### Consigne
Reproduisez le passage du message pour la Journée mondiale du Tourisme en commençant par « Le 27 septembre » et en poursuivant jusqu'à « phénomène du tourisme. ». Remplacez-y « salut cordial » par « salut chaleureux ».

### Texte source
Le 27 septembre prochain, sera célébrée la Journée mondiale du Tourisme. A cette occasion, le Saint-Père désire vous faire parvenir, par mon intermédiaire, son salut cordial, ainsi que le souhait que cette occasion contribue à développer les valeurs positives du phénomène du tourisme.

L'un des phénomènes socio-culturels les plus marquants que le XX siècle ait transmis au XXI siècle est l'affirmation progressive de la femme comme sujet créateur dans l'histoire humaine. Le Bienheureux Jean XXIII signalait déjà dans son Encyclique Pacem in terris l'"entrée de la femme dans la vie publique" comme signe caractéristique des temps modernes et soulignait:  "De plus en plus consciente de sa dignité humaine, la femme n'admet plus d'être considérée comme un instrument; elle exige qu'on la traite comme une personne aussi bien au foyer que dans la vie publique" (n. 41). C'est donc de façon opportune que l'Organisation mondiale du Tourisme propose cette année comme thème de réflexion:  Le tourisme, une porte ouverte pour les femmes. Il s'agit là d'une heureuse et importante occasion de réfléchir sur les divers aspects du problème, non seulement en ce qui concerne la réalité complexe du tourisme moderne, mais également pour prendre en considération de façon plus générale la reconnaissance concrète des exigences découlant de la dignité propre à la femme.

### Extraits des données
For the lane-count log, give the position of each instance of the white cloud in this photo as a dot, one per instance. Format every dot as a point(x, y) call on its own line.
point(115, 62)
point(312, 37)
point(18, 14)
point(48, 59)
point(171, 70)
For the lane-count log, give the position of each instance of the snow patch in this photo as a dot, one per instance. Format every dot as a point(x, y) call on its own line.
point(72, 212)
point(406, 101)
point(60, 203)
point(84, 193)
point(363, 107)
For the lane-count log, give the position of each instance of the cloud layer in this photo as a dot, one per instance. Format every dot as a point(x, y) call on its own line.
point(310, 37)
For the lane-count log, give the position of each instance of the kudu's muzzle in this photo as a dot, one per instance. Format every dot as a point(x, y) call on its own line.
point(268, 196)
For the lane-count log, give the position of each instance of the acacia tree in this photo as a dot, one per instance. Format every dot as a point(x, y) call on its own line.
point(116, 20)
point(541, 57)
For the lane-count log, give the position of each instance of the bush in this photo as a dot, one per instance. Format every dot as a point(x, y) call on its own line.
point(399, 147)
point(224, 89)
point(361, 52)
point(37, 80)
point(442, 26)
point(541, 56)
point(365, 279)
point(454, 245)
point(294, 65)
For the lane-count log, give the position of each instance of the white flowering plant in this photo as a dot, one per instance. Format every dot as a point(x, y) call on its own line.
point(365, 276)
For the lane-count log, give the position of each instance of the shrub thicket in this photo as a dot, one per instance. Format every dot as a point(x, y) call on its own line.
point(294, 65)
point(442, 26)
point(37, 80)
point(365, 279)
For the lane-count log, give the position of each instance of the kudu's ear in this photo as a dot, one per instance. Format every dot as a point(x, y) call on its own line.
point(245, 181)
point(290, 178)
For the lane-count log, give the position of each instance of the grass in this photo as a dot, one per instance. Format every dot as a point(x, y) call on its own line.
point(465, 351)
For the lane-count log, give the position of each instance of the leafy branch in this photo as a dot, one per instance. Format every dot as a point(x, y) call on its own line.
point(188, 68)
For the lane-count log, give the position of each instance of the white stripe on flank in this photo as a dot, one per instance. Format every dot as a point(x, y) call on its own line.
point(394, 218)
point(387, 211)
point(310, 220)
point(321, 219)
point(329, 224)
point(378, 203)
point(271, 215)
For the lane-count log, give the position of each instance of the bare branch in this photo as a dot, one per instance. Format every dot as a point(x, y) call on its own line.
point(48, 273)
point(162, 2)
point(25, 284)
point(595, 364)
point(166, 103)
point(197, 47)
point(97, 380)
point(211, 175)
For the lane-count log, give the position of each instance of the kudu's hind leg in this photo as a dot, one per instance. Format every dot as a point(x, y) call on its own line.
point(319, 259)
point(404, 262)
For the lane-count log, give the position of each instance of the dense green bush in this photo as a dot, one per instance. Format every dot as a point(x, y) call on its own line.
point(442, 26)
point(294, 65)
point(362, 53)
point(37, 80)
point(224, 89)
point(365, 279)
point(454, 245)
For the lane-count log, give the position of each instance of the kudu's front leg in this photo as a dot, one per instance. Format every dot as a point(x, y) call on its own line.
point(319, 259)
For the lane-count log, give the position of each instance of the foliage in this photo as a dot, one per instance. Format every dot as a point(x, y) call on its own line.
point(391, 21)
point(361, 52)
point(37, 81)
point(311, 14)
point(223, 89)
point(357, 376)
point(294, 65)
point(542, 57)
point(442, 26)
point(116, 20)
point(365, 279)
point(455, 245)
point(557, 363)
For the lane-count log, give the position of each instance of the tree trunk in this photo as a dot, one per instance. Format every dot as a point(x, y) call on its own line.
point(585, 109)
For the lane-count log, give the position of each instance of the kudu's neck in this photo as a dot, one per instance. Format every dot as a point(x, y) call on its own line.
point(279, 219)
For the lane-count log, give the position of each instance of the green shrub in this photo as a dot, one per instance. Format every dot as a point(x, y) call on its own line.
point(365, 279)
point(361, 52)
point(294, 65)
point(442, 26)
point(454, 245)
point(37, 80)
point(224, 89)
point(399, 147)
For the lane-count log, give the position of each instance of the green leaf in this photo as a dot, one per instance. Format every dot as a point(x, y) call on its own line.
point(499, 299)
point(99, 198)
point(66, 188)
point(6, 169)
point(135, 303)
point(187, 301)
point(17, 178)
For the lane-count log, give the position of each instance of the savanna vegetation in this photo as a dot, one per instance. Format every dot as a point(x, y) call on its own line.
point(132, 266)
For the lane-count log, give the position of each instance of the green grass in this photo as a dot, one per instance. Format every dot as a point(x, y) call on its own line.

### Résultat
Le 27 septembre prochain, sera célébrée la Journée mondiale du Tourisme. A cette occasion, le Saint-Père désire vous faire parvenir, par mon intermédiaire, son salut chaleureux, ainsi que le souhait que cette occasion contribue à développer les valeurs positives du phénomène du tourisme.